[Dataset items]

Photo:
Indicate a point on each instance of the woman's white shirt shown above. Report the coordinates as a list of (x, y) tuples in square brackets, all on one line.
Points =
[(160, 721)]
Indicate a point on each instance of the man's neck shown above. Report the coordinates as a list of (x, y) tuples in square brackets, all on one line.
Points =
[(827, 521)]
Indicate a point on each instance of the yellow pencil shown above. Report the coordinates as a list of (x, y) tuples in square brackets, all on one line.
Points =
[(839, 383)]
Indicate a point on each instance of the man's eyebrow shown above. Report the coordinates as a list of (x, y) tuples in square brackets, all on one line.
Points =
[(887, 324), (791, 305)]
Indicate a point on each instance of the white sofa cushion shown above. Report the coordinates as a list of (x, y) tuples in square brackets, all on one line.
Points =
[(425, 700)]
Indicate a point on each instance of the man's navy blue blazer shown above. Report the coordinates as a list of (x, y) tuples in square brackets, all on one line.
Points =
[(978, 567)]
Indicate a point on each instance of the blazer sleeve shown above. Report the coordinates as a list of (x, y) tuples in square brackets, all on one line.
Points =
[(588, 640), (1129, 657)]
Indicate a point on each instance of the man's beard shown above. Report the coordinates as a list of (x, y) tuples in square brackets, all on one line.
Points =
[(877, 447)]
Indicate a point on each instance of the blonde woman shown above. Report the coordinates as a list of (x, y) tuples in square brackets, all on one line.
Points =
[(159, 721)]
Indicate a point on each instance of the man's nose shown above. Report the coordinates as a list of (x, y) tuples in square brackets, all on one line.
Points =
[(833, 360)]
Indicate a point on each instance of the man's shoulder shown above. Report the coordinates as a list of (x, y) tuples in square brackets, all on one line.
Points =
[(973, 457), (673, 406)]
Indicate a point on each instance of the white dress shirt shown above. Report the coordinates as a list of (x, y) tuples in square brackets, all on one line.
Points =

[What you have to do] Put every line of the records above into a JSON list of strings, one string per line. Skip any blank lines.

[Solved problem]
[
  "Photo:",
  "Indicate a point on each instance of the woman's white shirt shown above. Report the coordinates as a list of (x, y) tuples in square brackets, all on one line.",
  "Points =",
  "[(160, 721)]",
  "Indicate a point on each instance of the man's neck shown above. Report the coordinates as a list of (x, y) tuples in square brackets, all on one line.",
  "Points =",
  "[(827, 521)]",
  "Indicate a point on each instance of the yellow pencil shown above. Report the coordinates as a list of (x, y) tuples in square brackets, all on one line.",
  "Points =",
  "[(839, 383)]",
  "Indicate a point on each instance of the man's eyebrow shown above. Report the coordinates as a list of (x, y) tuples in square brackets, all on one line.",
  "Points =",
  "[(887, 324), (791, 305)]",
  "Indicate a point on each instance of the white sofa cushion shown above. Report the coordinates as a list of (x, y) tuples in square brackets, all on one line.",
  "Points =",
  "[(425, 700)]",
  "Indicate a point on each instance of the man's navy blue blazer shown above. Report the coordinates as a list of (x, y) tuples in square brackets, all on one line.",
  "Points =",
  "[(978, 567)]",
  "Indicate a point on each instance of the blazer sleeve shown above. Report the coordinates as a list of (x, y) tuples in square brackets, all on one line.",
  "Points =",
  "[(588, 640), (1129, 657)]",
  "Indicate a point on each instance of the man's beard shown above. Report the coordinates as a list of (x, y) tuples in square brackets, all on one line.",
  "Points =",
  "[(877, 447)]",
  "Indicate a point on each instance of the blonde woman shown above. Report the coordinates as a list of (x, y) tuples in square brackets, all on one line.",
  "Points =",
  "[(159, 721)]",
  "Indicate a point on each instance of the man's nose shown above. Report the coordinates as a list of (x, y) tuples in square brackets, all on one line.",
  "Points =",
  "[(833, 360)]",
  "Indicate a point on each instance of the man's shoulder shown above. Report the coordinates as a list of (x, y) tuples in square brackets, all on one line.",
  "Points =",
  "[(973, 457), (673, 406)]",
  "Indicate a point on each instance of the white dress shirt shown above. Report the coordinates as a list of (x, y) tuples in square brackets, all on one line.",
  "Points ="
]